Stored items:
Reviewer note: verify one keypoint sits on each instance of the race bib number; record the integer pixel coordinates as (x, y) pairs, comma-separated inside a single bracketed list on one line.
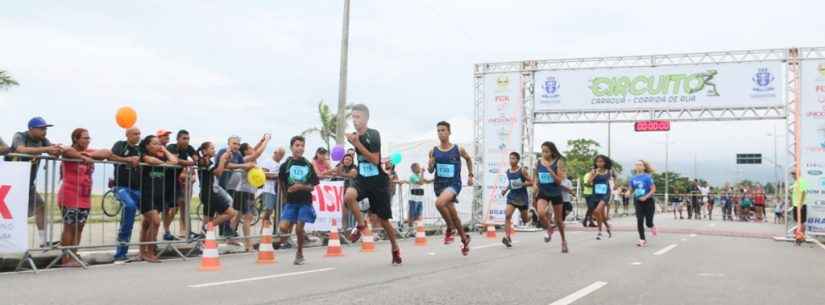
[(600, 189), (445, 170), (367, 169), (298, 173), (516, 184), (545, 178)]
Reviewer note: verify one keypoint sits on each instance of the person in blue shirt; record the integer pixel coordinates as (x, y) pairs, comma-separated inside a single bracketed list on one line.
[(643, 189)]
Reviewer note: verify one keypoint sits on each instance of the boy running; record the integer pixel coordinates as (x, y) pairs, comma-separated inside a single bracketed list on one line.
[(298, 177), (372, 182), (445, 162)]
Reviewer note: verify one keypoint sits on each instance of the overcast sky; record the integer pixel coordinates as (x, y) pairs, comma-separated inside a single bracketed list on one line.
[(219, 68)]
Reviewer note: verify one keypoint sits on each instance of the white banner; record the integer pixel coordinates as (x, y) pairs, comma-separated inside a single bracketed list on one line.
[(327, 199), (707, 85), (812, 142), (14, 205), (503, 128)]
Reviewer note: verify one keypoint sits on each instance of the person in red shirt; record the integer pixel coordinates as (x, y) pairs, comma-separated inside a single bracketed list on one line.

> _Your instructions_
Reproduce every entry above word for word, leaving out the pictures.

> _Output of the task_
Reviewer note: verify one keypoint sits on each instance of the race bib number; record the integer pixel coordinates as (x, y) pairs, comma-separated inside a single bracketed list on one line.
[(600, 189), (445, 170), (367, 169), (298, 173), (516, 184), (545, 178)]
Reviewer note: verify one keypoint sits on each instance of the person in blue shirt; record the integer pixel coordinates as (x, y) pairs, comma-separated inside a single bracketed list on one line.
[(643, 189)]
Reviewer note: verify one keypoint sits on each instance of the boy running; record the integer pixel coordinates as (x, y) pairs, comma-separated inside a single bracketed list on one line.
[(298, 177), (372, 182), (445, 162)]
Reviewer note: verify one keypoint sits on each instance of the overcast sky; record the integer pixel coordinates as (x, y) pairs, comma-separated inside a single bracketed list on one line.
[(219, 68)]
Reviewer note: verify one keypoint sits on each instance of the white banner; record the integer pixel coordinates as (x, y) pairs, comma-separated inside a single bracketed list on one line.
[(327, 199), (707, 85), (812, 142), (14, 205), (503, 128)]
Reviewer note: verify one keypoint sits on each instance of the person in red shirt; record the integer pixel coordinates as (x, y) pairs, comma-separated inside a single bracketed list on one line.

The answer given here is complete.